# SOURCE EXCERPT
Re: Email alerts with streaming expressions

Posted by Charlie Hull <ch...@opensourceconnections.com>.
Hi Dan,

Yuval and my suggestions both rely on the same underlying code (Luwak, 
now called Lucene Monitor). This lets you store a set of Lucene queries 
and run them against every new document.

The Lucene Monitor allows for very high-performance matching (I know of 
situations with around 1m stored queries, monitoring 1m new documents a 
day running on a few tens of nodes) and it does this with some clever 
optimisations: effectively it builds an index of your stored queries, 
and turns each new document into a query across this index (I know it 
sounds confusing!). It's a 'reverse search'. Check out the original 
Luwak project as it's got links to several presentations and blogs 
showing how others have implemented these systems.

# GIVEN ENTRIES
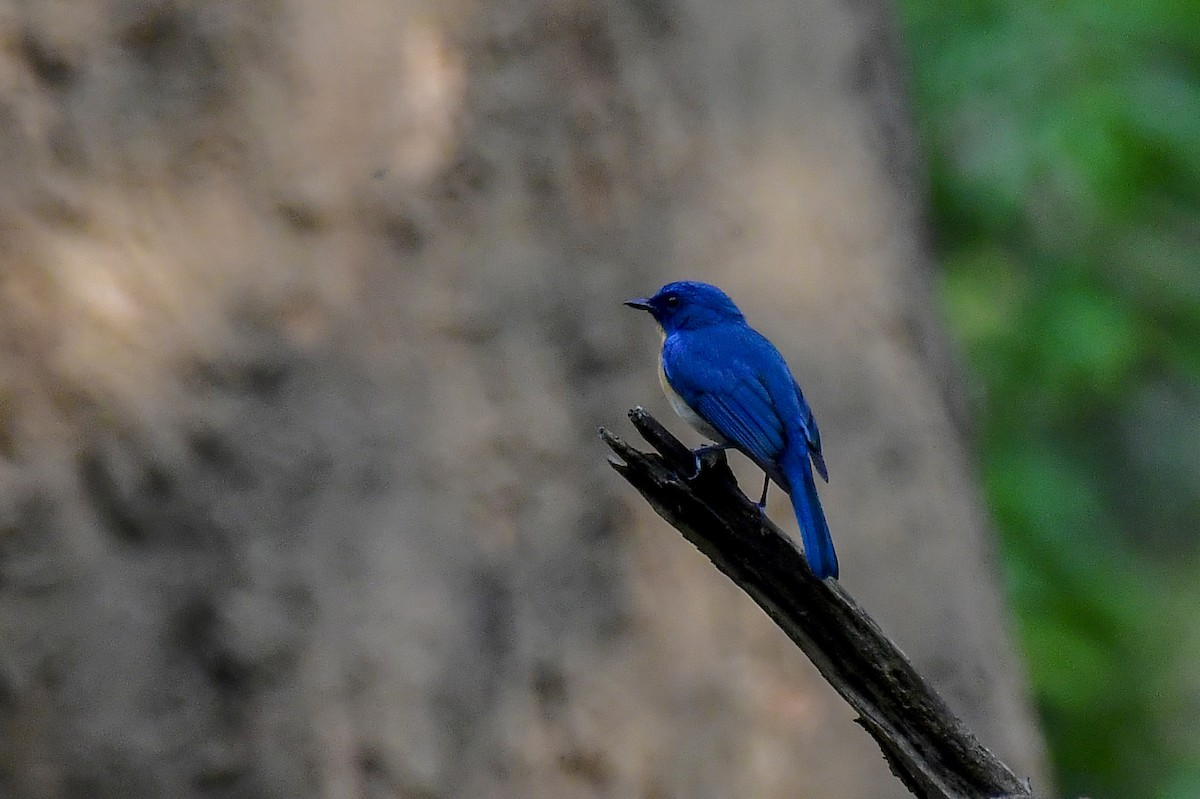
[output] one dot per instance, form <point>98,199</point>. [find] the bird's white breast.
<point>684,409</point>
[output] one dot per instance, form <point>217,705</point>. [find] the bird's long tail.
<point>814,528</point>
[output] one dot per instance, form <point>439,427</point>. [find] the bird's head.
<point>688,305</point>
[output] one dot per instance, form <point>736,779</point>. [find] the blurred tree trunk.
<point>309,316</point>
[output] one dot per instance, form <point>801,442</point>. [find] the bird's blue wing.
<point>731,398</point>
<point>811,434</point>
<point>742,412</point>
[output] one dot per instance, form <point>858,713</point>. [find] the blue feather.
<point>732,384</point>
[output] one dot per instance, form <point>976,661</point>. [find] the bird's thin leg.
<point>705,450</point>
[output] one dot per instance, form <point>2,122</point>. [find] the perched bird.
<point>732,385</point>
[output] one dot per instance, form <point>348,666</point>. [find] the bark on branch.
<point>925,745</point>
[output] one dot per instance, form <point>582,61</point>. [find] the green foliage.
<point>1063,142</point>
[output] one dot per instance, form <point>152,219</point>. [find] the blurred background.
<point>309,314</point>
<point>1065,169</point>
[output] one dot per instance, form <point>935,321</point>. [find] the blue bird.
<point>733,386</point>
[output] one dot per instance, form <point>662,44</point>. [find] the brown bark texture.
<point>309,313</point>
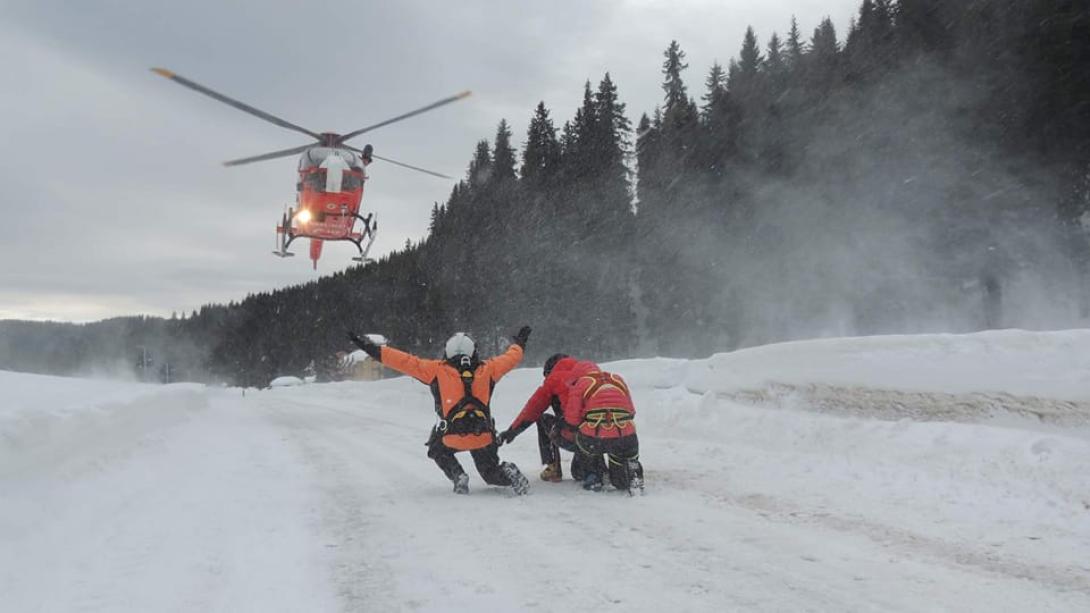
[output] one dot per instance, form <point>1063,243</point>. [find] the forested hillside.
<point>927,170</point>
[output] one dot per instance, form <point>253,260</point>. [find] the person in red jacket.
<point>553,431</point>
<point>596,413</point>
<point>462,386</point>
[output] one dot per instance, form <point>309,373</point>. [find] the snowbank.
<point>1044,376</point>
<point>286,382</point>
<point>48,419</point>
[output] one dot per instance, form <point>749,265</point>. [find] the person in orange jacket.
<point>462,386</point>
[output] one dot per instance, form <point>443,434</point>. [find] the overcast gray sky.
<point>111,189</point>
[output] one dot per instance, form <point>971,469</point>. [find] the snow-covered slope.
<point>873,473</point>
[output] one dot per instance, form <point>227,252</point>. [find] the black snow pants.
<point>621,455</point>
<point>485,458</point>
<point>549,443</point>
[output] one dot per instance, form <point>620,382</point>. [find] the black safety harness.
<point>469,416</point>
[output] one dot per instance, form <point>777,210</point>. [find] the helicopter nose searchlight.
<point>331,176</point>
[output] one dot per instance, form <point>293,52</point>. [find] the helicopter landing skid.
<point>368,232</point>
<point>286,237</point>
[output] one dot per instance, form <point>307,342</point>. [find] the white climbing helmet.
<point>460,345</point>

--

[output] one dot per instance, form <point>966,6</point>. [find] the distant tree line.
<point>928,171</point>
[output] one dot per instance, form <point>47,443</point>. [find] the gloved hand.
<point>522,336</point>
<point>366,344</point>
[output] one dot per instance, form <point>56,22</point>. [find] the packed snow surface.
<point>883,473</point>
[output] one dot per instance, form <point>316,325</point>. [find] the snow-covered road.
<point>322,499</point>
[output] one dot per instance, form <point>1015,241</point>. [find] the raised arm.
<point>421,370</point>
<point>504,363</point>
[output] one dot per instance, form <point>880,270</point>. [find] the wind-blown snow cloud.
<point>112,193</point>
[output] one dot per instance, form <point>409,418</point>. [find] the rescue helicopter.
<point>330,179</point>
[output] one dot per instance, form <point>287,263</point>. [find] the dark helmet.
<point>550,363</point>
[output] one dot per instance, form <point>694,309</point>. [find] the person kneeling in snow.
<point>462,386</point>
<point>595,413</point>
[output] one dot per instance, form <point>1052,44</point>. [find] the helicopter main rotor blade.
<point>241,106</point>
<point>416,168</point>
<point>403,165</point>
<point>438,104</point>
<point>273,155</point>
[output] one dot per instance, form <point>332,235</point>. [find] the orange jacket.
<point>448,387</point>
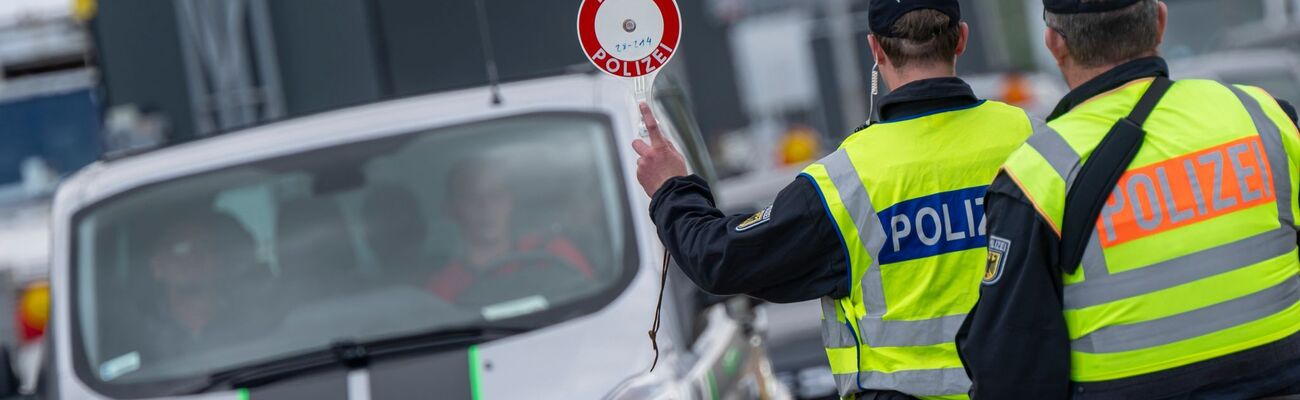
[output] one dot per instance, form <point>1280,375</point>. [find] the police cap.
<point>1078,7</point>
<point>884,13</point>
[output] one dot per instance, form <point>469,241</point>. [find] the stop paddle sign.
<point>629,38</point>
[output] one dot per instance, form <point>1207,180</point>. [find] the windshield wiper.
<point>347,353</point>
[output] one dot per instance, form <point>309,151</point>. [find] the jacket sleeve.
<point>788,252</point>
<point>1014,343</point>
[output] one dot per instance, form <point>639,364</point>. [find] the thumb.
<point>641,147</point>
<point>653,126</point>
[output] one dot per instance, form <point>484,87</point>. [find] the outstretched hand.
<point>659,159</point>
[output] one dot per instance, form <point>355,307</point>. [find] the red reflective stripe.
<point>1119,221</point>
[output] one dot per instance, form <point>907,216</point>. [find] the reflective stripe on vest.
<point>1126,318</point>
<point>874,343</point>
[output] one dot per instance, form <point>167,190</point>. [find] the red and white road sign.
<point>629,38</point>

...

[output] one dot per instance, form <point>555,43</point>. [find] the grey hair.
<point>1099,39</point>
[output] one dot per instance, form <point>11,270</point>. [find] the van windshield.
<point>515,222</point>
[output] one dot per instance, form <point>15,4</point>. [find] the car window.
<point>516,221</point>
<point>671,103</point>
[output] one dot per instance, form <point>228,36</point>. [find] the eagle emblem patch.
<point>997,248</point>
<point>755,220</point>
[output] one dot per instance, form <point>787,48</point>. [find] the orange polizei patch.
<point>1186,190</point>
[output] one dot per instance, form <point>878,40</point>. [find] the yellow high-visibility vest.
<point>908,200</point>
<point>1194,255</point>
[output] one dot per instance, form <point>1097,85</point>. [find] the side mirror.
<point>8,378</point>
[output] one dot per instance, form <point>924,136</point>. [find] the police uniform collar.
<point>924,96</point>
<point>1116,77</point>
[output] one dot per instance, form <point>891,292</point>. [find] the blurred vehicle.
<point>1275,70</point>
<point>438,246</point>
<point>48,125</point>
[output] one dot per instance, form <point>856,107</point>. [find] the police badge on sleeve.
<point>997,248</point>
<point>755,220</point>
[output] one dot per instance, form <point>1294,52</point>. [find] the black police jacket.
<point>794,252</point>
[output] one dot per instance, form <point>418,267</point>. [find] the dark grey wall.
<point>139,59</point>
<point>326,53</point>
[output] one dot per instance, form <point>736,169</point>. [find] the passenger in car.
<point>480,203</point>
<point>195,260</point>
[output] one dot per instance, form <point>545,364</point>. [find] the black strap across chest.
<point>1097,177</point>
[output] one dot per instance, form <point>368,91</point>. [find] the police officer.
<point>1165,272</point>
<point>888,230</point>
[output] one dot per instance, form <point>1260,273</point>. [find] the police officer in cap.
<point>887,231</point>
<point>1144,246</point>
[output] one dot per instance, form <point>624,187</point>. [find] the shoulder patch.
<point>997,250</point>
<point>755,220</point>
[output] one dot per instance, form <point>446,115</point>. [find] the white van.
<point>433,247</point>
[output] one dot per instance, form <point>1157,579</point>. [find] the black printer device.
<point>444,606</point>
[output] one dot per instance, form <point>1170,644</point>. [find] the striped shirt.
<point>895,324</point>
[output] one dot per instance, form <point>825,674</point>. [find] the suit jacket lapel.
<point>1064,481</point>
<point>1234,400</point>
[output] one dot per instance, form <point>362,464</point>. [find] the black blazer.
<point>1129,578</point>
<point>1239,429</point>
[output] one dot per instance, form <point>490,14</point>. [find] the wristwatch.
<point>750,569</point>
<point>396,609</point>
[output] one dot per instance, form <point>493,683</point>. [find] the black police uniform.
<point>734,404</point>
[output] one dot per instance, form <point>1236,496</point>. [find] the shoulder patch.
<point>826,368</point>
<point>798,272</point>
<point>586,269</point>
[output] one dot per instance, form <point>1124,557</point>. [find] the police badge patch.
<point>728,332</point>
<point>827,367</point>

# TASKS TO CARRY OUT
**a.** List every person named in the forum post, including the one who wrote it.
**b.** According to the forum post, what was Lucene Monitor called before?
**c.** Extend the forum post about email alerts with streaming expressions, beginning right after its last sentence.
The rows are separate from the forum post and are not part of it.

# WRITTEN RESPONSES
**a.** Charlie Hull, Dan, Yuval

**b.** Luwak

**c.**
The bit you'll have to build is the Solr layer and then the code that 
uses this to generate alerts - and Solcolator and 
https://github.com/o19s/solr-monitor are two examples of how to do the 
first part, which you can build on. The facility to do a reverse search 
is not built into Solr - yet, unlike Elasticsearch's Percolator.

Best

Charlie

On 07/09/2021 10:24, Dan Rosher wrote:
> Thanks Eric, Charlie and Yuval for all the feedback and suggestions.
>
> Eric: Yes I thought the monitoring might be a it of a pain, esp with
> millions of them, I'll have to check out the topic code, but I wondered if
> I can look @ the checkpoint collections for uniqueIds that haven't been
> updated for a 'while' which might suggest the demon had stopped/died,
> rather than checking each daemon individually?
>
> I was also wondering whether it's possible, or a useful enhancement to look
> at the replica index version (as opposed to _vesion_ ) for the topic
> streaming expression to skip queries where the replica index is the same as
> what we might store in the checkpoint collection ? For collections that
> update infrequently I think this might be useful.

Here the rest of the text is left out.